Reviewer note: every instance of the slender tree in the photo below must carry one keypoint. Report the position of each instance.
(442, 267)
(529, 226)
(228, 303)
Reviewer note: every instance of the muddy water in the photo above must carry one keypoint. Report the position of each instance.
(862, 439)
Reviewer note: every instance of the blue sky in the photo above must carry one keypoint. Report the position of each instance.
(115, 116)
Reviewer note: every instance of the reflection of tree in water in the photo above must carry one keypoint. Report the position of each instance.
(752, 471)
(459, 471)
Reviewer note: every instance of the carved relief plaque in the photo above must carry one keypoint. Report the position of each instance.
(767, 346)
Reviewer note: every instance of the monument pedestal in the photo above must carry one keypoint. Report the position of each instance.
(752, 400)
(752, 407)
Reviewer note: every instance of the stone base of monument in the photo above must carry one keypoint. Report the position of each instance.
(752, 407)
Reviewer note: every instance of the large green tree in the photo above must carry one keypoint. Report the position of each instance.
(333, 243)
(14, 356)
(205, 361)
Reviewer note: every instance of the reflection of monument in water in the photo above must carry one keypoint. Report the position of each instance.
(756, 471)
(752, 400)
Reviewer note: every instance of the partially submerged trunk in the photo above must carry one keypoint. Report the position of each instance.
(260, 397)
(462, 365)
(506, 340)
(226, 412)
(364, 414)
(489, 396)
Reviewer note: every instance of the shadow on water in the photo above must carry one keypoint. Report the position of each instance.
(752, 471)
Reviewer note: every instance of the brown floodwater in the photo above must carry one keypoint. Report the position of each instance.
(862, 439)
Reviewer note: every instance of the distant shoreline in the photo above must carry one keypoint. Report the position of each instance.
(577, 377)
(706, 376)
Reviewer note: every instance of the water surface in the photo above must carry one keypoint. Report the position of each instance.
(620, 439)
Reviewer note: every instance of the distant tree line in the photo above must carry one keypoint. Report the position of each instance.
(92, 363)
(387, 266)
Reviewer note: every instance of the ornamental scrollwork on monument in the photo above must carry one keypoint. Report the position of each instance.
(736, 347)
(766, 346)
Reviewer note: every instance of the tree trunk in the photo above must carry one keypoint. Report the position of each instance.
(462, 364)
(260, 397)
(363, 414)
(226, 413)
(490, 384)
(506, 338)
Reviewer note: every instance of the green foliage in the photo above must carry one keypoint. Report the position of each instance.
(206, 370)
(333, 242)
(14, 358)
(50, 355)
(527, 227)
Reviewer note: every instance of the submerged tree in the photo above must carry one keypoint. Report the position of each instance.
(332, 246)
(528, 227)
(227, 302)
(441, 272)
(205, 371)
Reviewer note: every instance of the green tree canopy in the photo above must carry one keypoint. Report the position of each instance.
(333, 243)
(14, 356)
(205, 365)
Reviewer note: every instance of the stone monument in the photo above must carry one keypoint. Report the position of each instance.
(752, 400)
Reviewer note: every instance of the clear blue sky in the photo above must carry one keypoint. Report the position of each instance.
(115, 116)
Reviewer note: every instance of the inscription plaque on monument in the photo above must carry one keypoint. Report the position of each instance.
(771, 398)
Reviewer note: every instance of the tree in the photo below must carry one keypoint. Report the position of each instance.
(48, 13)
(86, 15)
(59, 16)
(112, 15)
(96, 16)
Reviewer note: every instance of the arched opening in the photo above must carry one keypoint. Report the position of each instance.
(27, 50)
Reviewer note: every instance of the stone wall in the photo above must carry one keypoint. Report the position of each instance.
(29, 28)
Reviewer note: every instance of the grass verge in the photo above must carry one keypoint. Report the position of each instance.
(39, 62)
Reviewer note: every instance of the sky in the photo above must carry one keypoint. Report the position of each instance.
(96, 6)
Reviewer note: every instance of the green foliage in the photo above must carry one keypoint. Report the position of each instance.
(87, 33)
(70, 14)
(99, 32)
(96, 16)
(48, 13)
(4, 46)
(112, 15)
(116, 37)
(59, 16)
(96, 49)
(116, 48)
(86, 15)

_ _ _

■ SHORT EXERCISE:
Reproduce all of the data above word for word, keeping every line in its original order.

■ EXPECTED OUTPUT:
Reviewer note: every instance of the slender tree in the photo below must carry one keypoint. Report the position of each instance.
(442, 267)
(529, 226)
(228, 303)
Reviewer note: every instance of the muddy water in the photo above must carry one keypoint. Report the position of each instance.
(862, 439)
Reviewer note: every instance of the blue sky in the photo above must carry one keypoint. Report the position of each instance.
(115, 116)
Reviewer note: every instance of the reflection of tree in water in the photo above must carry one keypoint. Report the position of each instance.
(752, 471)
(459, 471)
Reviewer note: every instance of the carved relief plaque in the photo above must carry one keypoint. Report the position of each instance.
(767, 346)
Reviewer note: every instance of the monument pedestal in the photo above must carry one keypoint. Report the position of each instance.
(752, 400)
(752, 407)
Reviewer note: every instance of the stone base of monument in the photo above must carry one keypoint. Report the position of each instance.
(752, 407)
Reviewer note: every instance of the large green tree in the photo above must carry one keypoint. Report the position of each instance.
(333, 243)
(14, 356)
(205, 361)
Reviewer note: every instance of the reflection of monument in water in the photo above must carry one keypoint. Report the position of each instance.
(756, 471)
(752, 400)
Reviewer note: every instance of the partially submerged trunk in the photo above must carry one keypoint. Report the position of each instance.
(260, 397)
(462, 365)
(506, 340)
(226, 412)
(364, 414)
(489, 396)
Reviewer note: every instance of the shadow on water in the photo above must carry one keypoint. Report the position of each instance.
(752, 471)
Reviewer note: every instance of the brown floodwater in the photo above must carry one keypoint. Report the position of each instance.
(862, 439)
Reviewer note: every instance of the distant shoreline in the photo above must carry one keypoint. Report the position of each instance.
(577, 377)
(706, 376)
Reviewer note: every instance of the water surface in the photo above must carry one keypoint. Report the position of each instance.
(620, 439)
Reviewer note: every instance of the distant tree line in the photo above must carry one keypoint. Report the position of each instance.
(92, 363)
(387, 266)
Reviewer note: every instance of the ornamental scrollwork on monument in the photo above must carry one keypoint. Report the position of each instance.
(736, 347)
(766, 346)
Reviewer note: every instance of the tree trunk in the photo above must carry one keypoint. Report the position of each instance.
(462, 364)
(260, 397)
(363, 414)
(226, 413)
(490, 384)
(506, 338)
Reviewer note: every instance of the green foliage in the photo above must carry one keypoint. Report the position of each instance.
(206, 370)
(333, 242)
(14, 358)
(50, 355)
(527, 227)
Reviewer note: every instance of the submerged tree in the photo above must carry one keypoint. Report the position of each instance.
(332, 246)
(528, 227)
(227, 302)
(441, 272)
(205, 371)
Reviewer note: every instance of the green tree canopy in the photo above must carry one keypoint. Report the position of each instance.
(333, 243)
(14, 356)
(205, 365)
Reviewer note: every instance of the stone monument in the photo above must carry one keypoint. Report the position of each instance.
(752, 400)
Reviewer note: every instance of the clear blue sky in the photo above must carry one keypoint. Report the position of each instance.
(115, 116)
Reviewer note: every instance of the inscription plaque on monument in the photo above must carry one keypoint. Report the position of each instance.
(771, 398)
Reviewer note: every instance of the tree in the photo below must carry one keypoint. Report the position of each instance.
(48, 13)
(86, 15)
(59, 16)
(112, 15)
(96, 16)
Reviewer note: every instance of the arched opening in the photo above must carry one keypoint. Report the position of each instance.
(27, 50)
Reviewer note: every instance of the stone wall in the photo above must carry one keypoint. Report the position of each instance.
(29, 28)
Reviewer note: every instance of the grass verge in the photo above must carry one keypoint. Report the position of each instance.
(39, 62)
Reviewer note: every instance of the sky in the photo above must carry one keypoint. Report the position of each instance.
(96, 6)
Reviewer note: every instance of the green foliage in the photo above must carry one keypoint. Report the position of each instance.
(87, 33)
(70, 14)
(99, 32)
(96, 16)
(48, 13)
(4, 46)
(112, 15)
(116, 37)
(59, 16)
(96, 49)
(116, 48)
(86, 15)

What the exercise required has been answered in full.